### TASK DESCRIPTION:
Copy the listing below with every "rough mask" changed to "coarse mask" and all other text left as is. Do not include the pictures.

———

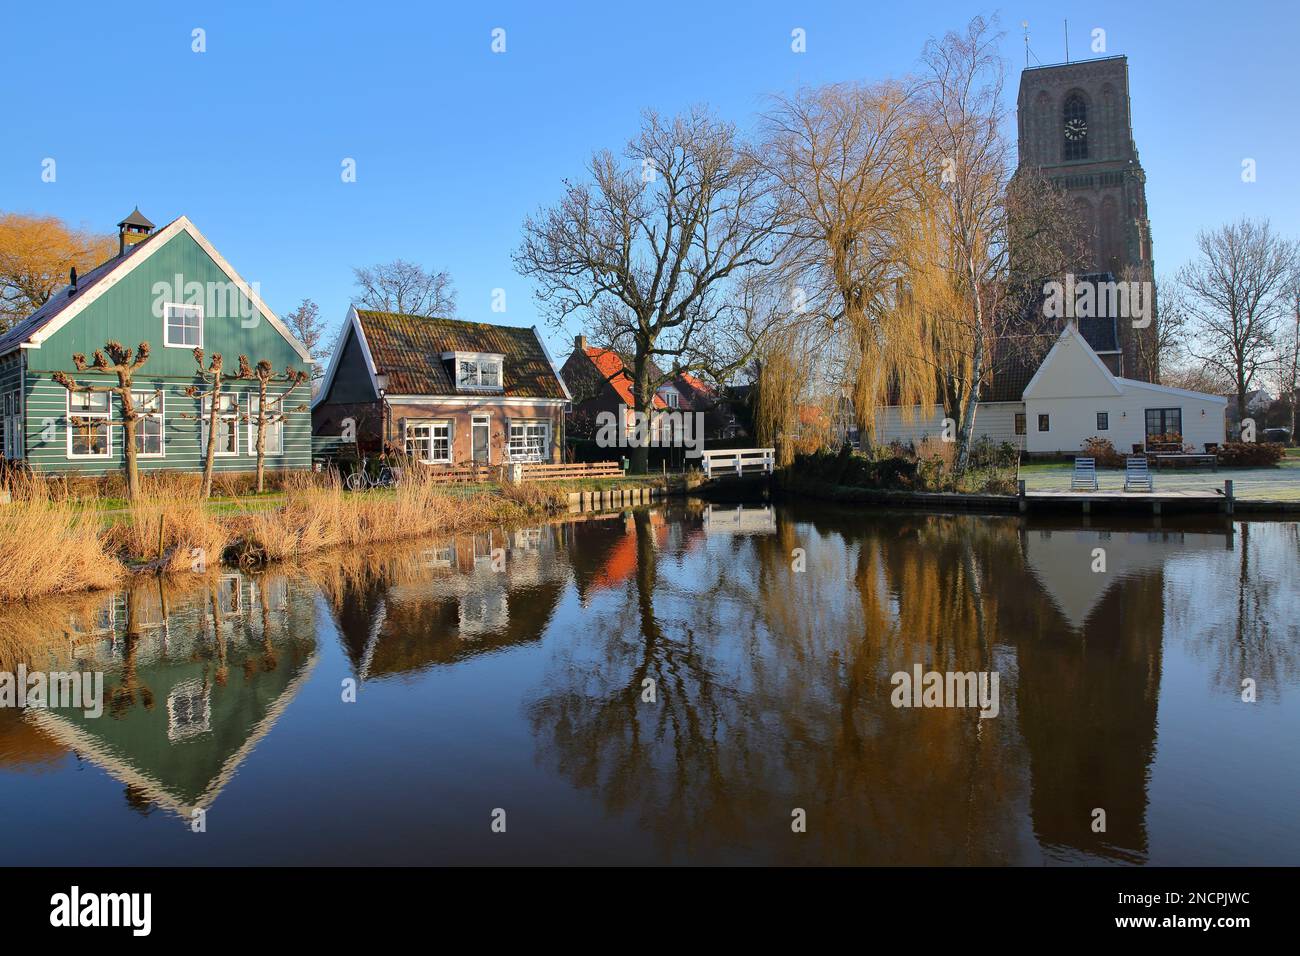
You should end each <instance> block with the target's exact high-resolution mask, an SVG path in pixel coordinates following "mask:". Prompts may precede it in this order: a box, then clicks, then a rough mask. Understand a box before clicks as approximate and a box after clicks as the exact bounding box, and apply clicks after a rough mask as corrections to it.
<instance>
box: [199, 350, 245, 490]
mask: <svg viewBox="0 0 1300 956" xmlns="http://www.w3.org/2000/svg"><path fill="white" fill-rule="evenodd" d="M194 360H195V363H196V364H198V365H199V377H200V378H201V380H203V381H204V384H205V385H208V390H207V392H204V390H203V389H200V388H199V386H198V385H191V386H190V388H187V389H186V390H185V394H187V395H190V398H199V399H203V402H205V403H207V405H208V408H207V412H205V414H207V421H208V441H207V447H205V449H204V458H203V489H201V490H200V493H199V494H200V497H203V498H208V497H211V496H212V468H213V463H214V462H216V454H217V441H220V440H221V438H227V440H230V441H234V436H226V434H218V432H220V425H221V421H222V418H221V382H222V381H224V378H226V377H234V378H248V377H251V376H252V371H251V369H250V368H248V359H246V358H244V356H243V355H240V356H239V371H238V372H237V373H235V375H234V376H226V375H225V363H224V362H222V358H221V352H213V354H212V359H211V362H209V363H208V367H207V368H204V367H203V349H195V350H194ZM200 411H203V410H201V406H200Z"/></svg>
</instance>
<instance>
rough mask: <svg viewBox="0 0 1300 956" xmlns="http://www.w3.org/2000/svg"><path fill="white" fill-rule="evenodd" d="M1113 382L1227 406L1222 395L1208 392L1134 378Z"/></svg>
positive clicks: (1222, 395)
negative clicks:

———

### ANSWER AREA:
You should end each <instance> block with the target's exact high-resolution mask, an SVG path in pixel coordinates following "mask:". Prompts may precede it in this order: a box, then clicks, then a coarse mask. Understand a box before clicks as approximate and a box after clicks as the exact bounding box, and apply clicks after a coarse mask as corrections to it.
<instance>
box: [199, 350, 245, 490]
mask: <svg viewBox="0 0 1300 956" xmlns="http://www.w3.org/2000/svg"><path fill="white" fill-rule="evenodd" d="M194 360H195V363H196V364H198V365H199V377H200V378H201V380H203V381H204V384H205V385H208V390H207V392H204V390H203V389H200V388H199V386H198V385H191V386H190V388H187V389H186V390H185V394H187V395H190V398H199V399H203V402H205V403H207V405H208V408H207V412H205V414H207V421H208V441H207V447H205V449H204V458H203V489H201V490H200V493H199V494H200V497H203V498H208V497H211V496H212V468H213V463H214V462H216V454H217V441H220V440H221V438H227V440H230V441H234V436H226V434H218V432H220V425H221V421H222V418H221V382H222V381H224V378H226V377H234V378H248V377H251V376H252V371H251V369H250V368H248V359H246V358H244V356H243V355H240V356H239V371H238V372H237V373H235V375H234V376H226V375H225V363H224V362H222V358H221V352H213V354H212V359H211V362H209V363H208V367H207V368H204V367H203V349H195V350H194ZM200 411H203V410H201V406H200Z"/></svg>
</instance>
<instance>
coarse mask: <svg viewBox="0 0 1300 956" xmlns="http://www.w3.org/2000/svg"><path fill="white" fill-rule="evenodd" d="M1113 382L1227 406L1222 395L1208 392L1134 378Z"/></svg>
positive clicks: (1222, 395)
negative clicks:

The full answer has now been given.